§ **Task requirements**: Convert the rows below into a numbered list, giving each line its own number and leaving out any blank lines.

(Stored records)
+-------+

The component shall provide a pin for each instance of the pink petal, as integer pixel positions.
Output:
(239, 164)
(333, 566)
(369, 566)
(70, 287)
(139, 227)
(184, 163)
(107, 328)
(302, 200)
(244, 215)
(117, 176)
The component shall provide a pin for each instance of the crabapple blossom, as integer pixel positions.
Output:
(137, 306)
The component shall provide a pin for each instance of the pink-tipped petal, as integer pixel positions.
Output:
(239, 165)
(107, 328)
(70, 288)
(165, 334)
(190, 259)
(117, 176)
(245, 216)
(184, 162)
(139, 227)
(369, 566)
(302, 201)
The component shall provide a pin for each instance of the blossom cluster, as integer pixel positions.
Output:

+-------+

§ **Response**:
1. The component shall provide a pin for each instance of the pink petal, as integer pixel positions.
2. Output:
3. (239, 164)
4. (333, 566)
5. (369, 566)
6. (70, 287)
7. (139, 227)
8. (184, 163)
9. (107, 328)
10. (302, 200)
11. (244, 215)
12. (117, 176)
13. The component shall provide a pin for each instance of the crabapple blossom, as integer pixel positions.
14. Output:
15. (137, 306)
16. The component shall provide a pin for each instance of the pink-tipped petal, as integer pixel positions.
17. Output:
18. (239, 165)
19. (107, 328)
20. (70, 288)
21. (165, 334)
22. (190, 259)
23. (117, 176)
24. (245, 216)
25. (184, 162)
26. (139, 227)
27. (369, 566)
28. (302, 201)
29. The component shall provide a pin for each instance of the blossom cluster, as integer pixel positions.
30. Output:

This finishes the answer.